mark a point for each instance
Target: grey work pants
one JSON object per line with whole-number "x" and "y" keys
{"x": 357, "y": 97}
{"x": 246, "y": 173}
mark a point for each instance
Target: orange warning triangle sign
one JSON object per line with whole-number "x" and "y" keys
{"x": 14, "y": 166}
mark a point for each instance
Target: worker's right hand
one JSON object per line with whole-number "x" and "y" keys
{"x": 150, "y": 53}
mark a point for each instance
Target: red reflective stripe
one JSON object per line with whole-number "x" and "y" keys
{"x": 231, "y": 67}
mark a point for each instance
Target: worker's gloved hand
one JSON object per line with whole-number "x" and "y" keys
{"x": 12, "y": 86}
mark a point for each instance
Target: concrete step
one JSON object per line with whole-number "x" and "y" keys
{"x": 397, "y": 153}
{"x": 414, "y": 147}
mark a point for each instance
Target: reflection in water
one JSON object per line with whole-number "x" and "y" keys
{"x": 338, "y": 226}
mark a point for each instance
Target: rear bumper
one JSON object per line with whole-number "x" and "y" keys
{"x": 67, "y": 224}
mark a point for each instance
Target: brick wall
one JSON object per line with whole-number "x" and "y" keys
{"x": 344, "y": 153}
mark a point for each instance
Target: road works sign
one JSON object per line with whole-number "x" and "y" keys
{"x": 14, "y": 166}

════════════════════

__Exercise details__
Across the whole listing, every line must be copied exactly.

__Task result__
mark a point for each instance
Target: grey work pants
one JSON object per line with whole-number "x" and "y" keys
{"x": 357, "y": 97}
{"x": 246, "y": 173}
mark a point for each instance
Target: orange warning triangle sign
one JSON object per line with whole-number "x" and "y" keys
{"x": 14, "y": 166}
mark a point for each instance
Target: worker's right hand
one JSON object per line with whole-number "x" and "y" keys
{"x": 150, "y": 53}
mark a point for each instance
Target: red reflective stripe
one JSON object per line with whole-number "x" and "y" keys
{"x": 231, "y": 67}
mark a point for each instance
Target: worker's gloved hand
one JSON object per line with whole-number "x" and "y" keys
{"x": 12, "y": 86}
mark a point for each instance
Target: concrete step
one JSON object per line with whole-number "x" and "y" keys
{"x": 397, "y": 153}
{"x": 414, "y": 147}
mark a point for each instance
Target: reflection in water
one JSON object per line with whole-number "x" and "y" keys
{"x": 338, "y": 226}
mark a point for each instance
Target: rear bumper
one JSON object per line with whole-number "x" and "y" keys
{"x": 67, "y": 224}
mark a point for each instance
Target: brick wall
one JSON object per line with whole-number "x" and "y" keys
{"x": 344, "y": 153}
mark a point for each instance
Target: road works sign
one JSON object per line with whole-number "x" and "y" keys
{"x": 14, "y": 166}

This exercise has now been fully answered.